Consigne A => Reproduisez fidèlement le passage du texte sur la jurisprudence européenne relative au foulard au travail qui commence à "La jurisprudence de" et se termine à "dans une entreprise.".

Texte fourni =>
——

La jurisprudence de la Cour de justice de l’Union européenne sur le port du foulard islamique et autres signes religieux dans les lieux de travail vient de s’étoffer. Dans un arrêt du 13 octobre 2022, la CJUE a eu à se prononcer à nouveau sur l’interdiction de vêtements à connotation religieuse dans une entreprise.

L’affaire portée devant la Cour avait pour origine un conflit entre LF, une femme de religion musulmane portant le foulard islamique et S.C.R.L., une société gérant des logements sociaux en Belgique. LF reprochait à la SCRL de ne pas avoir pris en considération sa candidature spontanée à un stage car, lors d’un entretien, elle avait indiqué qu’elle refuserait d’ôter son foulard. Or, la S.C.R.L prônait une politique de neutralité qui était inscrite dans le règlement de travail. Celui-ci interdit prévoit que « [l]es travailleurs s’engagent à respecter la politique de neutralité stricte qui prévaut au sein de l’entreprise » et qu’ils « veilleront dès lors à ne manifester en aucune manière, ni en paroles, ni de manière vestimentaire, ni d’aucune autre manière, leurs convictions religieuses, philosophiques ou politiques, quelles qu’elles soient ». Le litige n’avait pas été résolu même après la proposition de LF de porter un autre type de couvre-chef.  S.C.R.L. avait rappelé l’interdiction de tout couvre-chef dans les locaux que ce soit une casquette, un bonnet ou un foulard. A la suite de quoi, LF avait saisi le tribunal du travail francophone de Bruxelles. Elle dénonçait l’absence de conclusion du contrat de stage, car elle l’estimait fondée sur la conviction religieuse, en violation de la loi belge antidiscrimination. Le tribunal avait saisi la Cour de Justice de l’Union Européenne pour savoir comment la directive européenne sur l’égalité de traitement au travail (Directive 2000/78/CE du Conseil, du 27 novembre 2000, portant création d’un cadre général en faveur de l’égalité de traitement en matière d’emploi et de travail) devait être appliquée au litige. Deux questions étaient soumises à la Cour : 1 - Est-ce que les termes « la religion ou les convictions » figurant dans la directive doivent être interprétés comme les deux facettes d’un même critère protégé ou au contraire comme deux critères distincts ? 2 – Est-ce que l’interdiction du port d’un signe ou d’un vêtement connoté, contenue dans le règlement de travail de S.C.R.L., constitue une discrimination directe fondée sur la religion ?

——

[Relevés de pointage]
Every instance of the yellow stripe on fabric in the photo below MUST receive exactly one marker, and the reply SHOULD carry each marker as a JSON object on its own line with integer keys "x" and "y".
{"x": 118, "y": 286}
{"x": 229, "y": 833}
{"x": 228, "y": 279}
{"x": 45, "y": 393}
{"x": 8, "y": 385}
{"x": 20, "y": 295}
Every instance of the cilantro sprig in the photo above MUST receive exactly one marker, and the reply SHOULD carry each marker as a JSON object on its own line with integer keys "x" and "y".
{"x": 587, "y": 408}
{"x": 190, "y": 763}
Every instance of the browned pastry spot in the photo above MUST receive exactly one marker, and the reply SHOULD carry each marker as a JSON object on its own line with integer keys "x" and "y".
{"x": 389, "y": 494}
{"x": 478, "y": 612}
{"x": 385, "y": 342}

——

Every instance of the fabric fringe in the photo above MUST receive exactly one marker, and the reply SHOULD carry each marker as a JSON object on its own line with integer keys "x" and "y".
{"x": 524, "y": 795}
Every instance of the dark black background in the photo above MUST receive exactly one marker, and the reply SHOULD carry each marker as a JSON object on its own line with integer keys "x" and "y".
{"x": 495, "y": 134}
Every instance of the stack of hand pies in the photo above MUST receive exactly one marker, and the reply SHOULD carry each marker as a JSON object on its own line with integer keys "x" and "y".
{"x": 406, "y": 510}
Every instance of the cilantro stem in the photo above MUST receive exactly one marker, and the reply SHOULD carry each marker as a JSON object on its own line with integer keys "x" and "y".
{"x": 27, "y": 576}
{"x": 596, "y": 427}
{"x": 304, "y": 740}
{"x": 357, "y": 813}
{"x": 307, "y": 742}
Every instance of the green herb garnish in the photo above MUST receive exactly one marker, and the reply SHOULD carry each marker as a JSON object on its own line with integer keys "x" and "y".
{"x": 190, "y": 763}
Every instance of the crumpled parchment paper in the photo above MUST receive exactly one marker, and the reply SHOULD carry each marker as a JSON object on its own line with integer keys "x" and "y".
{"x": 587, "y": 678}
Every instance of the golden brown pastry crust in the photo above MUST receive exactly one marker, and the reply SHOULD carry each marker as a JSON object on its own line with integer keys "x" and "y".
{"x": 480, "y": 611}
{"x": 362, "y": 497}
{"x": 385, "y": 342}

——

Consigne B => Repérez dans le listing chaque ligne qui contient le mot "crust" et recopiez-la, en tenant compte de la casse.

Réponse complète A =>
La jurisprudence de la Cour de justice de l’Union européenne sur le port du foulard islamique et autres signes religieux dans les lieux de travail vient de s’étoffer. Dans un arrêt du 13 octobre 2022, la CJUE a eu à se prononcer à nouveau sur l’interdiction de vêtements à connotation religieuse dans une entreprise.

Réponse complète B =>
Every instance of the golden brown pastry crust in the photo above MUST receive exactly one marker, and the reply SHOULD carry each marker as a JSON object on its own line with integer keys "x" and "y".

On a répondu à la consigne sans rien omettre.